• [Work item]: Please restate the listing word for word, omitting the images.

** Opening Extracted material block **

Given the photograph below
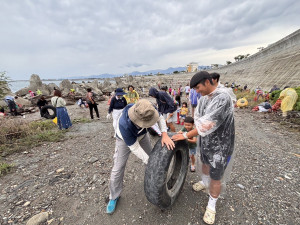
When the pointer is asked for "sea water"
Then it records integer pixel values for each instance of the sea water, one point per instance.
(16, 85)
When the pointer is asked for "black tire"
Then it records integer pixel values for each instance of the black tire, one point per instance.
(152, 131)
(48, 111)
(164, 180)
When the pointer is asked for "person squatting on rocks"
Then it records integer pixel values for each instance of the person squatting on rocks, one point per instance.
(131, 96)
(117, 104)
(132, 136)
(92, 104)
(41, 103)
(194, 98)
(10, 101)
(166, 106)
(63, 119)
(289, 97)
(215, 78)
(215, 125)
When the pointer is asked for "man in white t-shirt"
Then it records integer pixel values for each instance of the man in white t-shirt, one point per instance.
(187, 90)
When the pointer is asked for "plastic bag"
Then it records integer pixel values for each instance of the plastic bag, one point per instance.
(289, 97)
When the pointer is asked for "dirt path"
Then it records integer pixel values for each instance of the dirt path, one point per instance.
(264, 188)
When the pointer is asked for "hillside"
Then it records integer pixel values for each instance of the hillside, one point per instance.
(278, 64)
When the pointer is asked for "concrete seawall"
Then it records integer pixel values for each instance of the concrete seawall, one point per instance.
(278, 64)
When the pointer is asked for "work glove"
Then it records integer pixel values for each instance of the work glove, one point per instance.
(109, 117)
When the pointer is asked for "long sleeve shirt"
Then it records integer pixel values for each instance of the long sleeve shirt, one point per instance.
(164, 101)
(58, 101)
(131, 134)
(215, 125)
(117, 103)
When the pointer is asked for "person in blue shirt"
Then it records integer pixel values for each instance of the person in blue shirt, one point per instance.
(132, 136)
(166, 106)
(117, 104)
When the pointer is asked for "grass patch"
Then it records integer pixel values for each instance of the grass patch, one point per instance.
(5, 168)
(82, 120)
(249, 96)
(19, 135)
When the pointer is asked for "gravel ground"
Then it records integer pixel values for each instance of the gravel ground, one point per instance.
(69, 179)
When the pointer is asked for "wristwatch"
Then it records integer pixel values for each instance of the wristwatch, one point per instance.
(184, 135)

** Closing Extracted material block **

• [Answer]:
Given the photograph below
When the pointer is asked for "sea water"
Then it records integer pixel values for each instance of the sea water, one point per instance.
(16, 85)
When the pointer is asked for "black tire"
Then it records integer pixel values for each instance of the black tire, one point per instance.
(152, 131)
(48, 111)
(164, 180)
When the pointer is asked for "person squatting on rocks"
Then it records integer pixel values for each instance of the person squatting on rocks, one point per instance.
(131, 96)
(117, 104)
(132, 136)
(92, 104)
(41, 103)
(194, 98)
(10, 101)
(166, 106)
(63, 119)
(289, 97)
(215, 78)
(215, 125)
When the pointer is asked for "man in white t-shirt"
Then it records integer pixel values for each instance of the man in white t-shirt, one point per instance.
(187, 90)
When the pointer is asked for "plastic bag"
Then it records integer pixel values for each instance of the plastic bag, one point per instance.
(289, 97)
When the pointer is asked for "dirt path"
Then it records integer pixel values for each instance of the dirt path, one point per instance.
(264, 188)
When the pointer is asked for "hillside"
Then it records integer pixel values for each instance of the hillside, one point per instance.
(278, 64)
When the pointer is asked for "concrete seawall"
Then it records integer pixel values for each instance of the concrete seawall, one point per instance.
(278, 64)
When the pointer is asked for "work glove"
Then it records integer pixel values for each instance of the work glove, one point per instance.
(109, 117)
When the pointer is asked for "long sleeve shirt"
Then it records integer pixel values for each instance of the long sleeve shirt, one point per instance.
(164, 101)
(58, 101)
(131, 134)
(215, 125)
(117, 103)
When the pointer is asked for "person in blue shirt"
Then it records integer pixel values for each instance of the person in blue shirt, one point per instance.
(132, 136)
(166, 106)
(117, 104)
When the pointer is asked for "grass patch"
Then it records integer pixel values for each instance of the grass patch, one point per instance.
(5, 168)
(82, 120)
(249, 96)
(19, 135)
When the pointer is asked for "gravel ground"
Then it records integer pixel values for each instance of the gravel ground, one point per instance.
(69, 179)
When the pointer is asked for "wristwatch"
Then it records integer pixel values for each instance of the wristwatch, one point per instance.
(184, 135)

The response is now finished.